- What to work on
Every record should be copied exactly, except that pictures are to be omitted.
═════ Input data
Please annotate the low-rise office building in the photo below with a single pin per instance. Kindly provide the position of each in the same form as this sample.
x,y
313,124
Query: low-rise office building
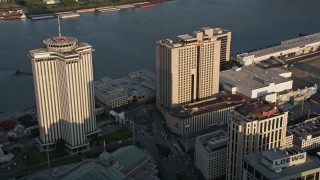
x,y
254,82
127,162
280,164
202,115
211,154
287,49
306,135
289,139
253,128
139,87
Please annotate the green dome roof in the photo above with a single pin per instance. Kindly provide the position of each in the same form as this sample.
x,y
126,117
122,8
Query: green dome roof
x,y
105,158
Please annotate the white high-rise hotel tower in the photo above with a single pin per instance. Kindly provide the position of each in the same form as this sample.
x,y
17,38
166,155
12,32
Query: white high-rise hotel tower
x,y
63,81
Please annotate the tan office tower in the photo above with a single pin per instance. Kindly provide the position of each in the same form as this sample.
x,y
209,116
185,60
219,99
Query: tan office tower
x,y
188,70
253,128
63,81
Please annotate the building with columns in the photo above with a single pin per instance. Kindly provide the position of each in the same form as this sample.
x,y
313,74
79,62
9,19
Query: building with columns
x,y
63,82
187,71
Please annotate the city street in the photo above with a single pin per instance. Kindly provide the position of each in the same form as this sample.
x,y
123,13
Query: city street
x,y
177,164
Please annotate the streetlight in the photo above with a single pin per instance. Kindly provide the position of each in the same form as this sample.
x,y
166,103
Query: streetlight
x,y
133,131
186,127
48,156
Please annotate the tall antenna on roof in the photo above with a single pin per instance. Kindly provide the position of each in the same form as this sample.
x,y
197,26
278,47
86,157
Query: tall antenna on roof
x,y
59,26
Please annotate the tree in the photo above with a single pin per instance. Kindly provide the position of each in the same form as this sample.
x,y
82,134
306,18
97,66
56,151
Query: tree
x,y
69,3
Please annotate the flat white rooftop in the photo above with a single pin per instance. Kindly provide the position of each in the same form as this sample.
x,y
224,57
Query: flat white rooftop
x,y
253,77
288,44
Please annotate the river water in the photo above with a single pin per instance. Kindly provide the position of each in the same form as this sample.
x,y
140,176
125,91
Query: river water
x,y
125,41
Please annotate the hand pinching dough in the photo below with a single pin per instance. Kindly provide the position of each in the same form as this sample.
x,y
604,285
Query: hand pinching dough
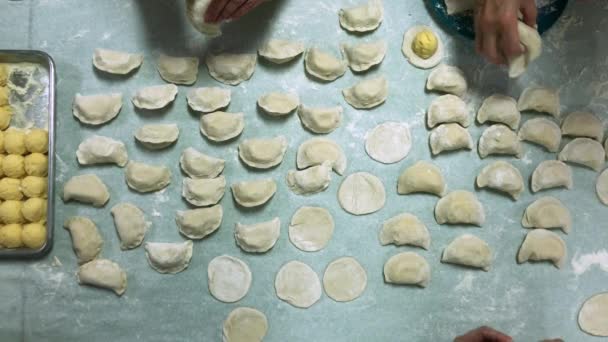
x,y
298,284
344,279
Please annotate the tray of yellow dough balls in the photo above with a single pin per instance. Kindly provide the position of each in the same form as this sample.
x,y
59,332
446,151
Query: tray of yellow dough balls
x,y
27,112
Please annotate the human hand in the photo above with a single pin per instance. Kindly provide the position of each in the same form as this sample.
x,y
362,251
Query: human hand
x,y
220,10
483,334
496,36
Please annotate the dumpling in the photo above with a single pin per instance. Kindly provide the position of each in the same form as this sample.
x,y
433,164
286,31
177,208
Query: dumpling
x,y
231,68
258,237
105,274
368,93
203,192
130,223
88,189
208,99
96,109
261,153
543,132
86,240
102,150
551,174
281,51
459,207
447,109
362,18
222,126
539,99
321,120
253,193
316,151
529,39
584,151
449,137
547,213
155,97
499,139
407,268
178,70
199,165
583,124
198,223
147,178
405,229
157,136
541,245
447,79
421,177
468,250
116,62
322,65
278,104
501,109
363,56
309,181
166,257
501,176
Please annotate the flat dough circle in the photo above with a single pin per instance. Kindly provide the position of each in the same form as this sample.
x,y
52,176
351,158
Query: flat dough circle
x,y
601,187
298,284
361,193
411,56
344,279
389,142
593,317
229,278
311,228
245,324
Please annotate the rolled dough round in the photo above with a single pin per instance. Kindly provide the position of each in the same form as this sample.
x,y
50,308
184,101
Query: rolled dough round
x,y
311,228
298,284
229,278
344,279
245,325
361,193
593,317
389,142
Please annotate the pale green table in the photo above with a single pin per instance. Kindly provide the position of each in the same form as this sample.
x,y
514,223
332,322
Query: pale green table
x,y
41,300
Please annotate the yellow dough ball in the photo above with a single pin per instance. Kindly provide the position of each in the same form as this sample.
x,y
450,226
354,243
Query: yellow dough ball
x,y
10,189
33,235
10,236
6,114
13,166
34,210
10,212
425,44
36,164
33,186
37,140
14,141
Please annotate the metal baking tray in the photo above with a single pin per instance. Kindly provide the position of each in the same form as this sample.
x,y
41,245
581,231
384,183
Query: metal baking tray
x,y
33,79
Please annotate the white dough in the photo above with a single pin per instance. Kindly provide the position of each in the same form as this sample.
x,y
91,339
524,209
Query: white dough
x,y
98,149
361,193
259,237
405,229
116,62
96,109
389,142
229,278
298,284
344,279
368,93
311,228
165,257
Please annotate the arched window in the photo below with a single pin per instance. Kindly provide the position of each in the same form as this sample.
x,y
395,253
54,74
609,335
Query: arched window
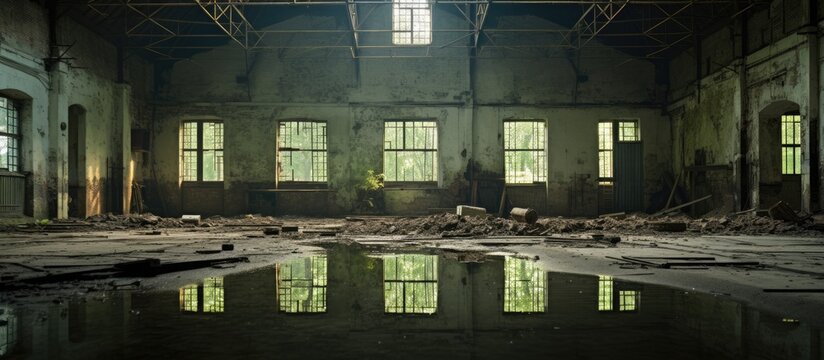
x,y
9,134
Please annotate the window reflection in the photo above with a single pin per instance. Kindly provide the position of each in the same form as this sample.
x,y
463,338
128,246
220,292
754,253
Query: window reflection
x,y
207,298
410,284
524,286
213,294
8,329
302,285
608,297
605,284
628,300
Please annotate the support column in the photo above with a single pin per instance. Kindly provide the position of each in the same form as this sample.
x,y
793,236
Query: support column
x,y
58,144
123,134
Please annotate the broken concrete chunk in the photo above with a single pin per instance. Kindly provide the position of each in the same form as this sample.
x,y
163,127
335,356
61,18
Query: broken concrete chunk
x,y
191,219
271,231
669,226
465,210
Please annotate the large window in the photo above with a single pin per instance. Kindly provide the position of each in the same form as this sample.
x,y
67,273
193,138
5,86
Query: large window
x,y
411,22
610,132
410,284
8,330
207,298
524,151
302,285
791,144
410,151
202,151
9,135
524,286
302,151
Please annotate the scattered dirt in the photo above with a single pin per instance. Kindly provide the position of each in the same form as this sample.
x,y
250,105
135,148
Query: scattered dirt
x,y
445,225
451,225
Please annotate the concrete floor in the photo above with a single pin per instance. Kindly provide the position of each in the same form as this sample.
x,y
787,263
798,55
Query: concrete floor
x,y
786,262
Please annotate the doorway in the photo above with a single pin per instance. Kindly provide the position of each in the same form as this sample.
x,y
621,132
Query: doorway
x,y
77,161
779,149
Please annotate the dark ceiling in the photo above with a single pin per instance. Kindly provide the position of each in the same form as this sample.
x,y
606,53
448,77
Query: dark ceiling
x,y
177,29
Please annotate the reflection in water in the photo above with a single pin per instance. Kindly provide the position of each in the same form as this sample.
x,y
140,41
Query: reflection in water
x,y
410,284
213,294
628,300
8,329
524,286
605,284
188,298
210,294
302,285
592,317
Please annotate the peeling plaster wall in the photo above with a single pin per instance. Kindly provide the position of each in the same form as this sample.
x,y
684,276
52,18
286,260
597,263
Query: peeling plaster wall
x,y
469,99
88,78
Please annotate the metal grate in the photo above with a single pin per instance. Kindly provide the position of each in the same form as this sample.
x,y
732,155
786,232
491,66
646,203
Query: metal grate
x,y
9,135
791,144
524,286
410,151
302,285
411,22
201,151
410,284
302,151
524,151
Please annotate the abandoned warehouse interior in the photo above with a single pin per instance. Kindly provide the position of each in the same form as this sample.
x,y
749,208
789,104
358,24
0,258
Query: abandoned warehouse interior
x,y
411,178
══════════
- Result
Please annotate the low-rise office building in the photo below with a single pin per instance. Kindly provide the position of each in the same form as this sample.
x,y
313,124
Query: low-rise office building
x,y
254,82
127,162
280,164
202,115
211,154
287,49
306,135
289,139
253,128
139,87
Please annotate the green dome roof in the photo above with a single pin per instance. Kindly provide the position of each in the same form as this sample.
x,y
126,117
122,8
Query: green dome roof
x,y
105,158
Please annotate the white high-rise hotel tower in the photo above with a single pin per instance. Kindly provide the position of each in the same form as this sample.
x,y
17,38
166,155
12,32
Query: white high-rise hotel tower
x,y
63,81
Please annotate the tan office tower in the photo above with a single pin per instance. Kindly provide the position of each in the same form as this sample.
x,y
209,116
185,60
219,99
Query: tan office tower
x,y
188,70
253,128
63,81
Please annotate the building with columns in the photo above with a single pin per instance. Kindly provide the position of each in the same form as this sample.
x,y
313,74
79,62
9,19
Query: building with columns
x,y
63,82
187,71
Please annotate the city street in the photo above with a single pin per instance. Kindly provide the position of each in the same form as this sample.
x,y
123,13
Query: city street
x,y
177,164
Please annotate the streetlight in the photo above with a single pin per instance. Kindly provide the position of each in the same form as this sample.
x,y
166,103
Query: streetlight
x,y
133,131
186,127
48,156
Please annotate the tall antenna on roof in the photo above with a single pin per instance. Kindly provide the position of each in the same form as this sample.
x,y
197,26
278,47
86,157
Query: tall antenna on roof
x,y
59,26
Please annotate the tree in the photo above with a single pin per instance. Kindly provide the position of each in the same form as this sample.
x,y
82,134
306,18
97,66
56,151
Query: tree
x,y
69,3
Please annotate the flat white rooftop in the photo above with a single pin per instance. Kindly provide the position of each in the same form as this sample.
x,y
224,57
Query: flat white rooftop
x,y
253,77
288,44
Please annotate the river water in the photo above with a single pin per instance. Kindly provide the position of each in the same form as this sample.
x,y
140,176
125,91
Query: river water
x,y
125,41
Please annotate the hand pinching dough in the photo below with a single pin per instance. Kindly provide the position of each in the same form as this sample.
x,y
604,285
Query: hand pinching dough
x,y
298,284
344,279
Please annotate the tray of yellow dough balls in the photo above with a single pin per instance. Kindly provide the position of each in the same form as this sample.
x,y
59,332
446,151
Query: tray of yellow dough balls
x,y
27,112
Please annotate the human hand in the photo above with a single pin per instance. Kindly provide the position of each in the same form as this sample.
x,y
362,251
Query: human hand
x,y
220,10
483,334
496,36
Please annotate the dumpling in the photo above with a single pin per instance. Kindly provide the position of each in the same form as this sample.
x,y
433,164
286,31
177,208
Query: dumpling
x,y
231,68
258,237
105,274
368,93
203,192
130,223
88,189
208,99
96,109
261,153
543,132
86,240
102,150
551,174
281,51
459,207
447,109
362,18
222,126
539,99
321,120
253,193
316,151
529,39
584,151
449,137
547,213
155,97
499,139
407,268
178,70
199,165
583,124
198,223
147,178
405,229
157,136
541,245
447,79
421,177
468,250
116,62
322,65
278,104
501,109
363,56
309,181
166,257
501,176
Please annotate the flat dough circle in the photo above with a single pin per instance. Kindly provide the position of each in the same form as this sample.
x,y
52,176
351,158
Query: flat dough circle
x,y
601,187
298,284
361,193
411,56
344,279
389,142
593,317
229,278
311,228
245,324
Please annotate the rolled dough round in the photo above with a single pin per instance. Kindly provide the position of each in the same form as this sample.
x,y
50,308
184,101
Query: rolled dough round
x,y
311,228
298,284
229,278
344,279
245,325
361,193
593,317
389,142
Please annotate the pale green table in the photo above with a single pin per instance. Kindly provide the position of each in the same form as this sample.
x,y
514,223
332,322
Query: pale green table
x,y
41,300
Please annotate the yellow dough ball in the photo above with a single pin per instance. Kindly provide the position of each in the same form as this sample.
x,y
450,226
354,243
Query: yellow dough ball
x,y
10,189
33,235
10,236
6,114
13,166
34,210
10,212
425,44
36,164
33,186
37,140
14,141
Please annotate the metal baking tray in the photo above with a single pin per instance. Kindly provide the position of each in the same form as this sample.
x,y
41,245
581,231
384,183
Query: metal baking tray
x,y
33,79
Please annotate the white dough in the photo above with a single pin per instance. Kindly provide the position of each in the same form as this sample.
x,y
91,339
524,209
Query: white dough
x,y
98,149
361,193
259,237
405,229
116,62
96,109
389,142
229,278
298,284
344,279
368,93
311,228
165,257
Please annotate the arched window in the photo below with a single pin per instance. Kindly provide the position of each in the same form as this sample.
x,y
395,253
54,74
609,335
Query: arched window
x,y
9,134
Please annotate the window reflection in the photo above with a single pin per instance. Kindly provide the position of each in the same form as this sample.
x,y
463,338
128,246
220,292
754,253
Query: window reflection
x,y
207,298
410,284
524,286
213,294
8,329
302,285
608,297
605,284
628,300
Please annotate the support column in the photo above with a single pin per instance. Kindly provide the position of each in the same form as this sample.
x,y
793,236
Query: support column
x,y
58,144
123,134
Please annotate the broken concrete chunk in the photo above with a single pin per instance. Kindly provide the position of each in the same form as this sample.
x,y
163,127
335,356
61,18
Query: broken concrete chunk
x,y
191,219
271,231
669,226
465,210
Please annotate the large window in the photo above with a single pin per instance. Kindly provide the position of each in the same form as this sample.
x,y
67,273
193,138
5,86
Query: large window
x,y
411,22
610,132
410,284
8,330
207,298
524,151
302,285
791,144
410,151
202,151
9,135
524,286
302,151
Please annotate the scattered dirt in the photo above with a single pin per instance. Kindly provide the position of each in the same form as this sample.
x,y
250,105
135,148
Query: scattered dirt
x,y
445,225
451,225
Please annotate the concrete floor in the photo above with a single pin per instance. Kindly provide the position of each in the same form as this sample.
x,y
787,263
798,55
Query: concrete floor
x,y
786,262
Please annotate the doorway in the photo above with a single pin per instance. Kindly provide the position of each in the same form as this sample.
x,y
621,132
Query: doorway
x,y
77,161
779,149
Please annotate the dark ceiling in the photo above with a single pin per instance. Kindly provide the position of each in the same form as this sample.
x,y
606,53
448,77
Query: dark ceiling
x,y
177,29
Please annotate the reflection in water in the photo above with a single pin per instance. Kindly provide the position of each in the same form as this sample.
x,y
140,41
Query: reflection in water
x,y
410,284
213,294
628,300
8,329
524,286
605,284
188,298
210,294
302,285
592,317
Please annotate the peeling plaster wall in the photo above with a single pin per instance. Kindly provide the position of each in the same form as this sample.
x,y
684,276
52,18
286,260
597,263
Query: peeling plaster wall
x,y
469,99
88,78
Please annotate the metal grate in the photo above with a single pin per instance. Kindly provide the position of each in the same form as this sample.
x,y
732,155
786,232
491,66
646,203
Query: metal grate
x,y
9,135
791,144
524,286
410,151
302,285
411,22
201,151
410,284
302,151
524,151
Please annotate the abandoned warehouse interior in the photo above with a single pin per instance. Kindly provide the position of each in the same form as this sample.
x,y
749,208
789,104
358,24
0,258
Query: abandoned warehouse interior
x,y
411,178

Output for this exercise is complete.